Exercise objective ▸
Return verbatim the run of lines that opens with the line holding "Reviewer note: verify that each instance of the man's ear" and closes with the last line of the records.

Raw records ▸
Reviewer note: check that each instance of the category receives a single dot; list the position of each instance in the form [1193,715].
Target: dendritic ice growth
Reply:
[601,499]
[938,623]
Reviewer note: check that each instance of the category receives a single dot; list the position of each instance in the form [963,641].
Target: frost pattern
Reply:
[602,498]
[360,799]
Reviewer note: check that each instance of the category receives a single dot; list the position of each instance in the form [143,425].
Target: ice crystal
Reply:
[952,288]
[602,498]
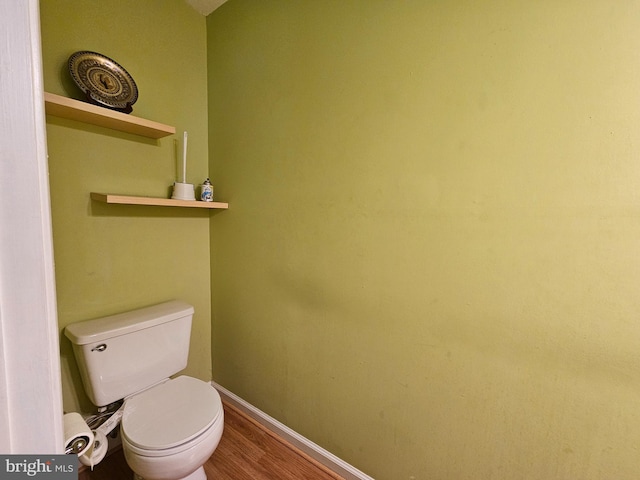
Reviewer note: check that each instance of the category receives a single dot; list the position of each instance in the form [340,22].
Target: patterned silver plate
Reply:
[103,80]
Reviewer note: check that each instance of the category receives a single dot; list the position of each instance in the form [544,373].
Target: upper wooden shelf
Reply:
[64,107]
[159,202]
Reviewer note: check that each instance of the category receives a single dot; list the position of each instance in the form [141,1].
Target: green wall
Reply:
[430,264]
[112,258]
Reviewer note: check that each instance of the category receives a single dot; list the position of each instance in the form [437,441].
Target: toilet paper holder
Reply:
[77,445]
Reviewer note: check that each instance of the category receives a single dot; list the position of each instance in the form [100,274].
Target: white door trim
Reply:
[31,417]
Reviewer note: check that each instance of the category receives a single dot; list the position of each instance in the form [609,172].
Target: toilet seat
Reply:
[170,417]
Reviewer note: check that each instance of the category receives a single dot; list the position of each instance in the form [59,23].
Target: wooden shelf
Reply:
[69,108]
[158,202]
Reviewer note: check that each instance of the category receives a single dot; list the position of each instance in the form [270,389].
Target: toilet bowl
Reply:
[170,427]
[171,430]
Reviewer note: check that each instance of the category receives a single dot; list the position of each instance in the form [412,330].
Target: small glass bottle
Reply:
[206,191]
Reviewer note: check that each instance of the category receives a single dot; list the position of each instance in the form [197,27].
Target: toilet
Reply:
[170,426]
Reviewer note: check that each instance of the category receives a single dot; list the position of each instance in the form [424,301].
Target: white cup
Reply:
[183,191]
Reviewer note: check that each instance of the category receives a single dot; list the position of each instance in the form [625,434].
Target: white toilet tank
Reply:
[125,353]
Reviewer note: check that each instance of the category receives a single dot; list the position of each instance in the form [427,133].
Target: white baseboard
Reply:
[319,454]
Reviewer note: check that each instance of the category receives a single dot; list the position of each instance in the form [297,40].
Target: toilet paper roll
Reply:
[97,452]
[78,437]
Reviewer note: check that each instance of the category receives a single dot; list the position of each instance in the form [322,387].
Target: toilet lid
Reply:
[171,413]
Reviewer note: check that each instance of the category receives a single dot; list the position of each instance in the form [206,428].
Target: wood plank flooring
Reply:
[247,451]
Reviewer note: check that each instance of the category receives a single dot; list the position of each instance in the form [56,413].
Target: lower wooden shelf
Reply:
[153,201]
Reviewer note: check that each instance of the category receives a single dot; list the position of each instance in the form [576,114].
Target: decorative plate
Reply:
[103,80]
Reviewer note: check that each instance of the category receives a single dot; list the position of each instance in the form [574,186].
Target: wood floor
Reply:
[247,451]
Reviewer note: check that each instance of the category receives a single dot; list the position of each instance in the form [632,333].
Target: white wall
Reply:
[30,387]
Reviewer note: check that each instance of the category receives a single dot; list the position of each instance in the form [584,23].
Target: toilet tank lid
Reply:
[100,329]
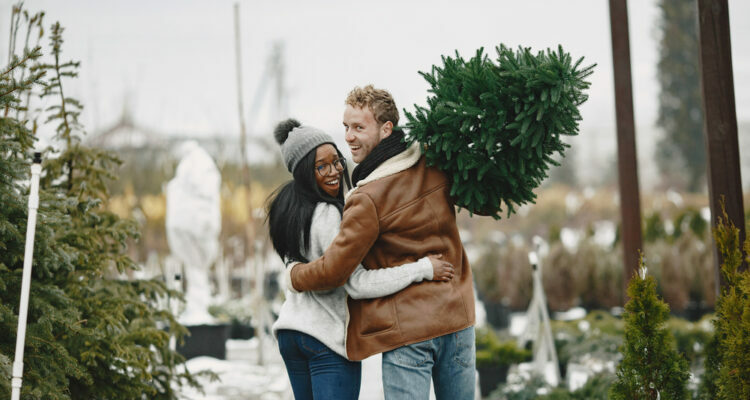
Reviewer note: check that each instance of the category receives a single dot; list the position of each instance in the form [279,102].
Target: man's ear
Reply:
[386,129]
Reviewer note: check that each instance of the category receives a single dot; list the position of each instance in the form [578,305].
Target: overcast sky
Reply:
[174,61]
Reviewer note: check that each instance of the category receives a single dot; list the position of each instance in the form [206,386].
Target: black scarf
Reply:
[387,148]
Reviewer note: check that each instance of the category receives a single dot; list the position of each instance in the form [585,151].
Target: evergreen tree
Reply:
[681,152]
[92,333]
[493,127]
[651,368]
[729,368]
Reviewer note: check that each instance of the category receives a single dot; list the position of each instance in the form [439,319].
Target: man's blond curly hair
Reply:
[379,101]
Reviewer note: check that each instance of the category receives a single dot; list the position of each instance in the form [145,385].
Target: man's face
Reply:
[363,132]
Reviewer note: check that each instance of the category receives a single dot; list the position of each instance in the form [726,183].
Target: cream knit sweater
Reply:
[324,315]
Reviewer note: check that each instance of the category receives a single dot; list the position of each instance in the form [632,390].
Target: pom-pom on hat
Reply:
[297,140]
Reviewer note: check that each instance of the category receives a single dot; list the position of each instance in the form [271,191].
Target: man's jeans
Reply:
[449,360]
[315,371]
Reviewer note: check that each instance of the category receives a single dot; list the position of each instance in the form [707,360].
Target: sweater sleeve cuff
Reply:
[287,277]
[425,268]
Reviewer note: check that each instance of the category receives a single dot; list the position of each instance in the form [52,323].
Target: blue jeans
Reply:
[449,360]
[317,372]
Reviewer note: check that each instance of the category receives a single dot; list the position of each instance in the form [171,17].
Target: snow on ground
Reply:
[241,378]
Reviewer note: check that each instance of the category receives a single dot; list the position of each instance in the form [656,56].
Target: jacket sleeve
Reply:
[364,283]
[372,283]
[359,230]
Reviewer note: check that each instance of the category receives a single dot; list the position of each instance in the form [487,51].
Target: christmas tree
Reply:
[729,368]
[651,368]
[493,127]
[92,333]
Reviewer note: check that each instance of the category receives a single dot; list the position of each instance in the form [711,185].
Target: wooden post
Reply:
[720,121]
[627,163]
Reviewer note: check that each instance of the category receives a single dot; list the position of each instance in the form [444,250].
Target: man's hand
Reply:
[441,269]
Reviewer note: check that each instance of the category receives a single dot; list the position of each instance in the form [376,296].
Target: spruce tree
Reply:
[92,333]
[493,126]
[651,367]
[729,371]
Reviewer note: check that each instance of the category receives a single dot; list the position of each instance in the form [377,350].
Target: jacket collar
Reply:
[393,165]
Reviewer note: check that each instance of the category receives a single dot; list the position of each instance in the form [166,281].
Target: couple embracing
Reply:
[380,270]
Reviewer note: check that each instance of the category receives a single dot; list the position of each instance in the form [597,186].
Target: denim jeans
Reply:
[315,371]
[448,360]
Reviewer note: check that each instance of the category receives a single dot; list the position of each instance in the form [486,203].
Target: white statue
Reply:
[193,225]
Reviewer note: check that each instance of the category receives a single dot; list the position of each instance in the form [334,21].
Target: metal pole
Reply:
[23,308]
[720,122]
[238,64]
[627,163]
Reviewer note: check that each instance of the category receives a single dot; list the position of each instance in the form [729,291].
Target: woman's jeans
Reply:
[316,372]
[449,360]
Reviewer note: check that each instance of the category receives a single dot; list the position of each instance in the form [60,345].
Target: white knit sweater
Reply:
[324,314]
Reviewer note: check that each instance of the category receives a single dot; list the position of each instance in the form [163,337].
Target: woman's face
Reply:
[326,174]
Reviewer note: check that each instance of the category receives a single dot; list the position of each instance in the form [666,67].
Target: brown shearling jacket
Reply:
[398,214]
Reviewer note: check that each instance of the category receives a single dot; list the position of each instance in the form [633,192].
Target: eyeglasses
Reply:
[325,169]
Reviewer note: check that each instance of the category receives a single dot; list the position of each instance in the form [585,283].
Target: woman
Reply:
[304,217]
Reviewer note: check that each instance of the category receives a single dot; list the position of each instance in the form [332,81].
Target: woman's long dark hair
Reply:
[291,206]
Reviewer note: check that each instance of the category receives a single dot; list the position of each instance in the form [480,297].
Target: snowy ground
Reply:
[241,378]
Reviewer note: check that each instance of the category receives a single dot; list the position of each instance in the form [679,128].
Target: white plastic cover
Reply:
[193,223]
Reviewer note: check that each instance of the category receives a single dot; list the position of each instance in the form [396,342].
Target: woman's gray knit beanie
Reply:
[297,140]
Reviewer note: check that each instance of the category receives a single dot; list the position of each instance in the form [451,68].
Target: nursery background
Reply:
[157,79]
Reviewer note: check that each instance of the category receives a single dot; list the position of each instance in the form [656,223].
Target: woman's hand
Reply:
[441,269]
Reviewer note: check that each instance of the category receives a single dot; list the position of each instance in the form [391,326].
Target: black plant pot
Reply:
[205,340]
[240,330]
[490,376]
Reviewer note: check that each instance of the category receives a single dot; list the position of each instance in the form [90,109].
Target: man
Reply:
[399,211]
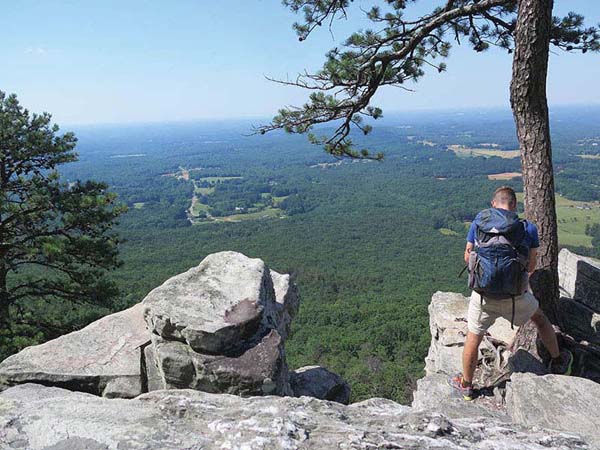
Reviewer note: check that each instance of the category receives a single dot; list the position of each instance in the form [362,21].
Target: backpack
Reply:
[498,262]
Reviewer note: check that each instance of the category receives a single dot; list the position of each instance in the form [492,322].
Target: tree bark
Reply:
[530,109]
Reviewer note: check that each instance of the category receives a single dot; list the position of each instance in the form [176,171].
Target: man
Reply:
[487,304]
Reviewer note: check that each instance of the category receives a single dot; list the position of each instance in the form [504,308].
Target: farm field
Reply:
[465,152]
[504,176]
[573,218]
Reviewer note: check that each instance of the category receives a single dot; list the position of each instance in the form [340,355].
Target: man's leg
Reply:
[470,353]
[561,362]
[546,333]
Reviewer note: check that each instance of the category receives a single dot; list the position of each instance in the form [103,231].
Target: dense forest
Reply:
[368,241]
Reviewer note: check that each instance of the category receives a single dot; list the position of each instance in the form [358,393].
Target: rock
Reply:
[318,382]
[37,417]
[259,370]
[433,393]
[579,321]
[579,278]
[216,328]
[286,296]
[557,402]
[103,358]
[215,306]
[448,327]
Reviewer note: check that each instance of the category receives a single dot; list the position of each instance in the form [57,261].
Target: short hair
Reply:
[505,195]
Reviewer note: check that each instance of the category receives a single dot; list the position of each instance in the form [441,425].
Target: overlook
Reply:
[304,224]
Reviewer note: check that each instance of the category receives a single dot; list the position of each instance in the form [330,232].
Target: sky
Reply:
[115,61]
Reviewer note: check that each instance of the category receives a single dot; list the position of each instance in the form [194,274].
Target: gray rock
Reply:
[288,301]
[579,321]
[214,306]
[103,358]
[448,327]
[579,278]
[318,382]
[556,402]
[435,394]
[258,370]
[36,417]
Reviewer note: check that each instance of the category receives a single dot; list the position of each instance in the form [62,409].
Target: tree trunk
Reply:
[530,110]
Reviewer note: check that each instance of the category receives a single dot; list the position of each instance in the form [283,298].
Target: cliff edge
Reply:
[161,375]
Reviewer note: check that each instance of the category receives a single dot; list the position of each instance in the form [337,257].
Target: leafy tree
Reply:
[403,48]
[56,241]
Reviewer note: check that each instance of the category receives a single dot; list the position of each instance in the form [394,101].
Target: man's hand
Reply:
[532,260]
[468,249]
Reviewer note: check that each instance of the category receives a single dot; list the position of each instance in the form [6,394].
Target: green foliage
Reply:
[397,51]
[56,237]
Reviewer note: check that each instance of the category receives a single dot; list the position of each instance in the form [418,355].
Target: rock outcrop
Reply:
[557,402]
[104,358]
[219,327]
[514,385]
[318,382]
[35,417]
[215,328]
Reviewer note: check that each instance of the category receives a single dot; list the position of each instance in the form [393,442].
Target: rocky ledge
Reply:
[36,417]
[220,327]
[159,376]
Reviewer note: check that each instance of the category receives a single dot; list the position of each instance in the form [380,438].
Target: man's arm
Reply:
[468,249]
[532,260]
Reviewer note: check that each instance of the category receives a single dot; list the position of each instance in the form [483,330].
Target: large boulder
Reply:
[36,417]
[448,327]
[258,370]
[215,306]
[318,382]
[103,358]
[220,327]
[557,402]
[579,278]
[579,320]
[433,393]
[287,302]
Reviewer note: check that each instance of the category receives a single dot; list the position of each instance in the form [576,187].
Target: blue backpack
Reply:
[498,262]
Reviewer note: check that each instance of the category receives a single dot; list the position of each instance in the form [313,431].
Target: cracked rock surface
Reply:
[37,417]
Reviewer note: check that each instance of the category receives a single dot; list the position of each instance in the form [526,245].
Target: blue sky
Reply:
[116,61]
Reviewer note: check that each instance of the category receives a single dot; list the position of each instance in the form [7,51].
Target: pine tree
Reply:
[56,238]
[403,49]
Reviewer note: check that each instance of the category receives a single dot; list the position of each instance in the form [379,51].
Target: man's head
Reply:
[505,198]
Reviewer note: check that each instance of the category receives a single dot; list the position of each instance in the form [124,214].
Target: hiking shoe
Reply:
[563,364]
[465,391]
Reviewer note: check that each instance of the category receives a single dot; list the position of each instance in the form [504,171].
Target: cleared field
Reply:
[504,176]
[573,217]
[268,213]
[218,179]
[448,232]
[203,191]
[464,152]
[198,208]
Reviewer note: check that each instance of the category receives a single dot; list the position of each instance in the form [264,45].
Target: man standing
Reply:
[501,253]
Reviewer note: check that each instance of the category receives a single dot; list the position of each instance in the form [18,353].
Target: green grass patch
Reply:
[573,218]
[218,179]
[204,191]
[268,213]
[448,232]
[464,152]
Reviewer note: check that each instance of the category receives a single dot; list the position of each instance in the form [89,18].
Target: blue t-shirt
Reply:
[531,240]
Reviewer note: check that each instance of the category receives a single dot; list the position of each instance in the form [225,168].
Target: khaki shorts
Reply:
[483,313]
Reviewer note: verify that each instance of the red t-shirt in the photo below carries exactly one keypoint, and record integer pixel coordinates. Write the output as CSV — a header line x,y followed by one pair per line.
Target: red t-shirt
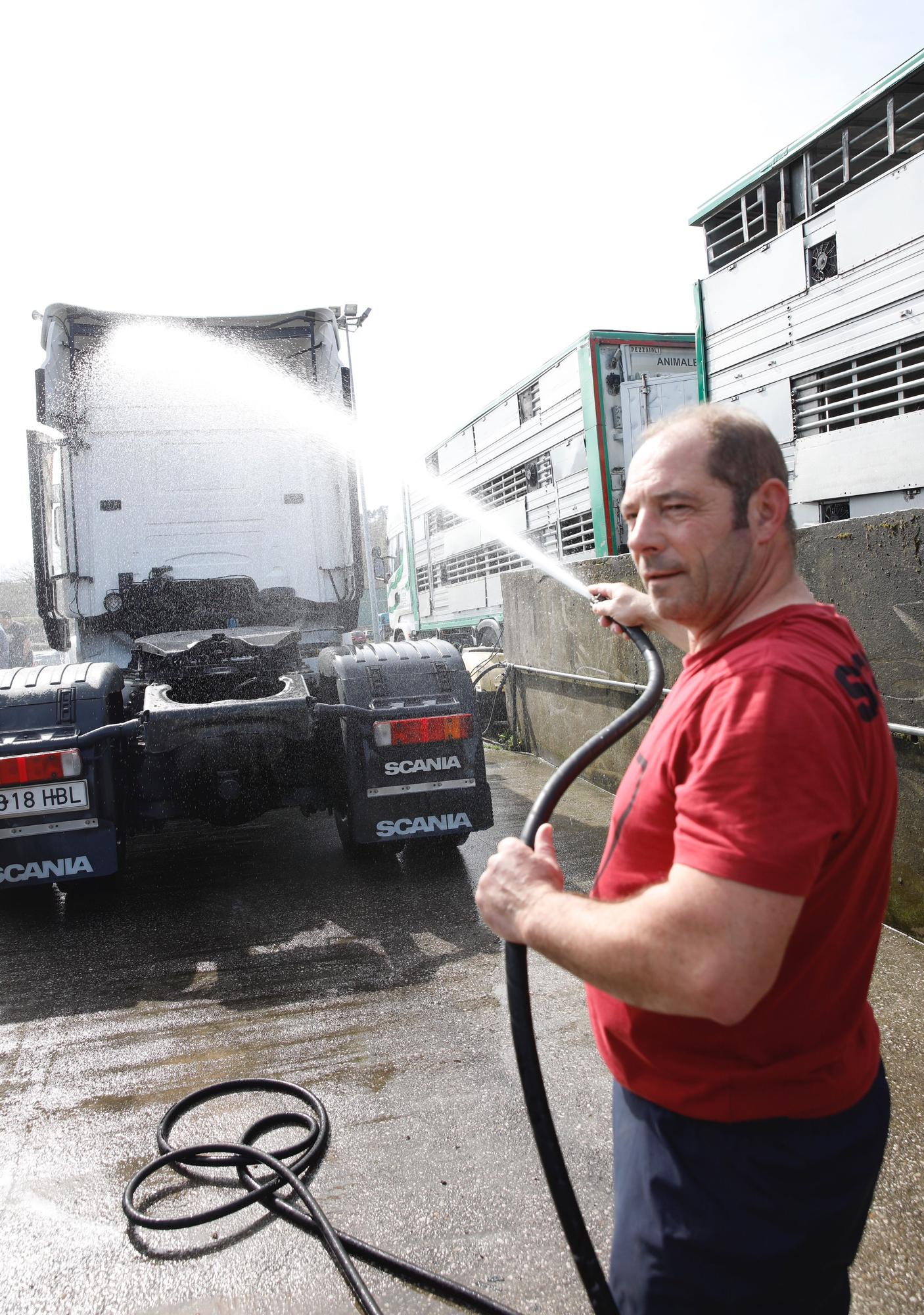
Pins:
x,y
770,763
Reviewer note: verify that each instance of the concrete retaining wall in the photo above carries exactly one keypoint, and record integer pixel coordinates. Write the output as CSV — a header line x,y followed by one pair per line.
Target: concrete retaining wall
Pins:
x,y
871,569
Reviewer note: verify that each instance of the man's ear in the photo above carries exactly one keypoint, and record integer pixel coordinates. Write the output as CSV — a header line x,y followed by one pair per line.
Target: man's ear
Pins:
x,y
767,510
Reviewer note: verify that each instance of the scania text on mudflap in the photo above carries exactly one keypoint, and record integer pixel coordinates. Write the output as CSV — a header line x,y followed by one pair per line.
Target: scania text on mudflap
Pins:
x,y
200,557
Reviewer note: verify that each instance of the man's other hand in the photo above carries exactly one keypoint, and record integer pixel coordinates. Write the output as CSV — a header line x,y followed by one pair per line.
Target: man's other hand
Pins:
x,y
620,606
516,882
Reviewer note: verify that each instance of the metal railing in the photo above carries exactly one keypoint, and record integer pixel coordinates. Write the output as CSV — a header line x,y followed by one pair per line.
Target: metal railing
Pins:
x,y
571,678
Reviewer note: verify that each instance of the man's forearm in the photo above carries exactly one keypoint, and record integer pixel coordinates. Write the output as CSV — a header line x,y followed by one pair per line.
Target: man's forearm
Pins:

Exercise result ▸
Reviewer note: verify that each instance of the man's ear in the photo above carries exactly one keypoint, and record integer pixel coordinates. Write the output as CSV — a header line x,y followed by one pair per line.
Target: man's ear
Pins:
x,y
767,510
Reviewer note: verify that each instance of the scania text on mudflap in the photo above carries exactly one keypoint, and record integer pixel coordinates. Write the output as CSV — a header line x,y followed by one pair per line.
Target: scania text on mudflap
Pins:
x,y
200,557
Reviewer note: verify that each instance of the man's other hand in the photo above carries exactly one keypoint, and record integer pixel coordinates. Write the output as CSV — a header line x,y followed by one pair per line.
Target: man's other hand
Pins:
x,y
620,606
516,882
Reviewer note: verify that each instance of the metal railing in the photo above carries exactly one keypoint, and record integer pixel coordinates. Write the output as CSV — a header line x,y followed by one pair per line.
Target: metal railing
Pins:
x,y
571,678
Reviewer note: verify that each instance of the man's forearm in the photo above carries exactly one keypoint, and record integer pixel coordinates. Write the output as CSV — a header line x,y followed by one pair per line.
Target: man's forearm
Pins:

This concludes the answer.